→ **WHAT TO WORK ON**: A faithful, word-for-word copy of the records is required, and it must contain no pictures.

::: PROVIDED MATERIAL :::

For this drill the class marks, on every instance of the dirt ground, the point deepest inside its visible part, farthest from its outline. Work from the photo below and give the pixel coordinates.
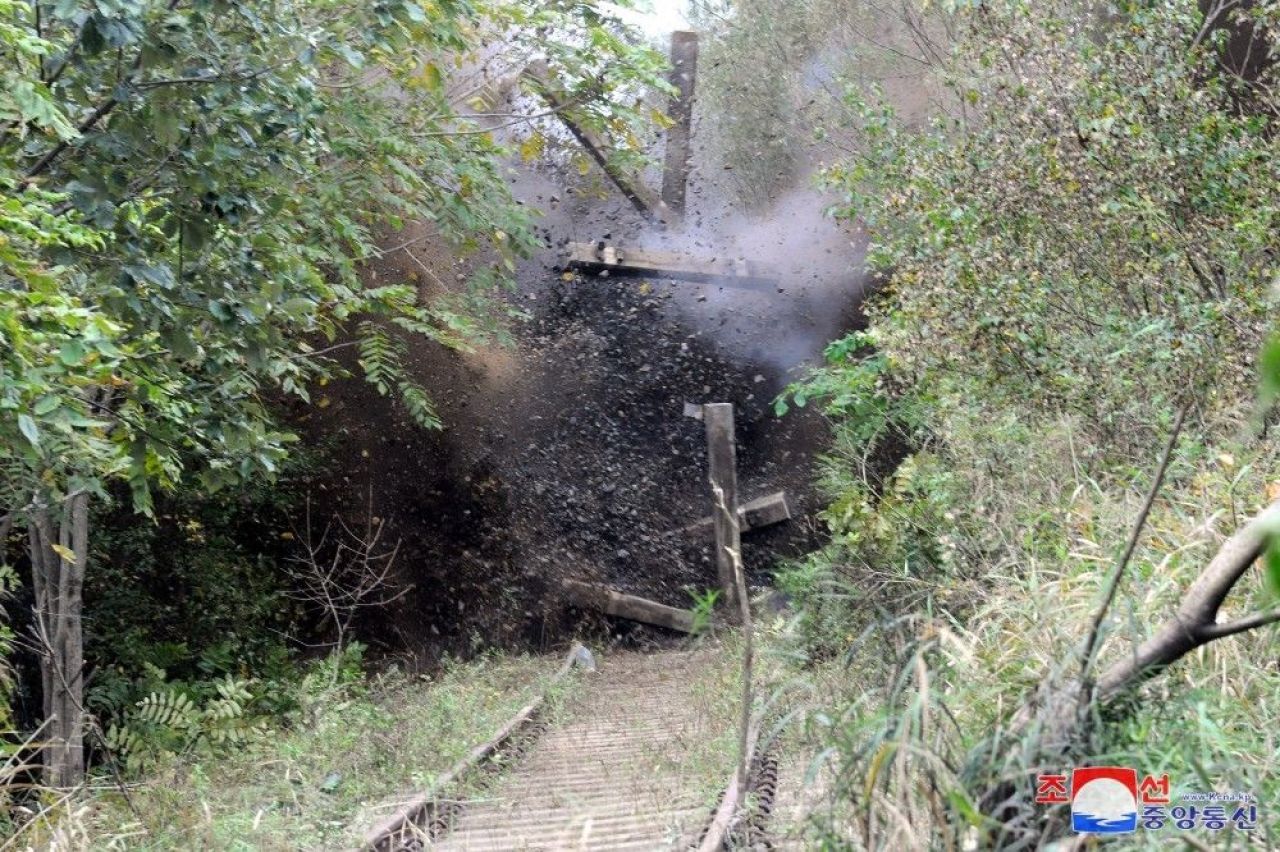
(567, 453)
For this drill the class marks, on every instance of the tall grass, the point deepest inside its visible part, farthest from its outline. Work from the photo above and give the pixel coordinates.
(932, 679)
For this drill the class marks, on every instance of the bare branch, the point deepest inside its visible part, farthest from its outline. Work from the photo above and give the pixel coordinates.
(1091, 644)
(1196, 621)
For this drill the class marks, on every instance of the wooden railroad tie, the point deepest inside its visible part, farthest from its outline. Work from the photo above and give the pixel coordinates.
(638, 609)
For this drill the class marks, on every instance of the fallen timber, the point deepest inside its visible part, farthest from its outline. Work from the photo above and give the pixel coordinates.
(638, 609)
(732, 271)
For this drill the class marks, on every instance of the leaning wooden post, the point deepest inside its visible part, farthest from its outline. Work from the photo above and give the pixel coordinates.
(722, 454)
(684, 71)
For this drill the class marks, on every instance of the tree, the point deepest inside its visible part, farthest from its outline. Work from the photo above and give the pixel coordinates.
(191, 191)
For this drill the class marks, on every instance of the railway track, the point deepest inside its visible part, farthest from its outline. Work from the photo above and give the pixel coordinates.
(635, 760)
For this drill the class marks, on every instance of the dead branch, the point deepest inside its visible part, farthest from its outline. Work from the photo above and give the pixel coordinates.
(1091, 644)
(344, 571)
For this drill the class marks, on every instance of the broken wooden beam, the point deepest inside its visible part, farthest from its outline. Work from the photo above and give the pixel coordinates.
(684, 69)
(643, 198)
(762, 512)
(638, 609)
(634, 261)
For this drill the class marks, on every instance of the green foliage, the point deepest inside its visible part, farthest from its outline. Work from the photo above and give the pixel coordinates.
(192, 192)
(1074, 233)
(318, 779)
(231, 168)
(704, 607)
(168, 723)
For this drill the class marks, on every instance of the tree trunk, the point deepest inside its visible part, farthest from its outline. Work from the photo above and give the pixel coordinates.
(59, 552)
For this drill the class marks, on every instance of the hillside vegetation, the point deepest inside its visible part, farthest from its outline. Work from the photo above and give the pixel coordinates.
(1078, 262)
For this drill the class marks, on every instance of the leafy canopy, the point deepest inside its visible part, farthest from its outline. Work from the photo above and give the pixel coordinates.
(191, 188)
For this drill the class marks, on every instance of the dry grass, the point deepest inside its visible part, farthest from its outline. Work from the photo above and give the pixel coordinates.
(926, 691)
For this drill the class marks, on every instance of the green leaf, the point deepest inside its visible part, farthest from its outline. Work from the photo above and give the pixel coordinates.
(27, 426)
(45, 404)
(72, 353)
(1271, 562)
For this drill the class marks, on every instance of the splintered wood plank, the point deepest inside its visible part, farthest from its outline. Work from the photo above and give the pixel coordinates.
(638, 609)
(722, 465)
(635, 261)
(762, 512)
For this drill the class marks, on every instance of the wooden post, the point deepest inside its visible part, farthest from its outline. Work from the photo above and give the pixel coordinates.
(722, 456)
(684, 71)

:::

→ **ANSWER TO THE EXERCISE**:
For this drill the class marks, on every instance of the dirt ground, the point deepest inside its visible part, farthest from its outline. Work from the photo below and give the pixel coordinates.
(567, 453)
For this drill the class marks, on every instance of the tall grass, the point deepest inside its visible part, farthest from its outline. Work from the photo above and give the pixel coordinates.
(932, 679)
For this drill the class marks, on every instance of the bare branch, the point deepest inside its visible part, farthest from its outline. Work from the photo above and give the pixel coordinates.
(1091, 644)
(1196, 621)
For this drill the class marks, on every instance of the wooden railroad tie, the point deepest inside its visible part, farthest from its outline. Work from the photo above and give the pixel coordinates.
(638, 609)
For this drill the class marks, on every instance of the fallen timber, the point deepest inside its visible part, farthest from its outline. Work from the photo above and give the pixel coordinates.
(638, 609)
(732, 271)
For this drill the class marks, on every instance of the leaning wooden post, the point deepest inside its visible part, farthest from its outline. Work from the photo above and give the pixel coordinates.
(722, 454)
(684, 71)
For this drill the class marks, on every instance of the tree, the point deepest inside its visible part, farthest from its outline. Work from the photo above and give the pixel coordinates.
(191, 191)
For this drill the class marks, on every instance of the railway track, the point deepest inside its visible part, farthest from its outline. Work from the photo above and give the pixel coordinates.
(635, 760)
For this drill the class marks, on every instance of the dead branch, the point deepest inside its visible part, farthest from its outline. Work from the photo above and give the pixel coordinates.
(1091, 644)
(344, 571)
For this drill the class marks, on every instance of the broken wooden beam, the point deepest inside its visible part, farthest from its outline. Work from the photo above and give the pixel coordinates.
(684, 69)
(643, 198)
(762, 512)
(638, 609)
(634, 261)
For this drill the class marks, on every instance of the green foliage, the point deepest inside its visible part, farthest from its outline. Work from the photo above and give the pixel coordinates.
(192, 192)
(1074, 233)
(318, 779)
(231, 168)
(704, 607)
(168, 723)
For this drill the class marks, on every instance of the tree trunk, the point deepest inside its visible part, farthest from its outline. Work from the photo above and give the pixel coordinates.
(59, 552)
For this drill the class marks, on every instance of the hillside vegetation, the point deepest inside its visible part, farthest from its outline. Work from the photo above and give the pixel coordinates.
(1078, 262)
For this drill the class marks, on every instance of the leafy canopy, the point deepest inside its visible part, farthest from its outline. Work from the photo above and give the pixel coordinates.
(191, 188)
For this drill the class marks, on every instance of the dry grass, the point deepest inside its visible part, farthest from its outline. Work from the photo above and give the pixel coordinates.
(926, 691)
For this drill the class marks, on every instance of the green leaf, the point deepest inside its visible part, farthest from its outline. Work from the photo above and give the pixel coordinates.
(27, 426)
(45, 404)
(72, 353)
(1271, 562)
For this drill the class marks, on every instance of the splintered wood plank, the point deepest inside its visible part, farthest from its outline. Work from the photo above and give the pixel coordinates.
(638, 609)
(722, 465)
(635, 261)
(762, 512)
For this drill the class marks, on every instance of the wooden post, the point deepest inside its visible part, farthest from its outline. Work from the photo above and give the pixel coordinates.
(722, 456)
(684, 71)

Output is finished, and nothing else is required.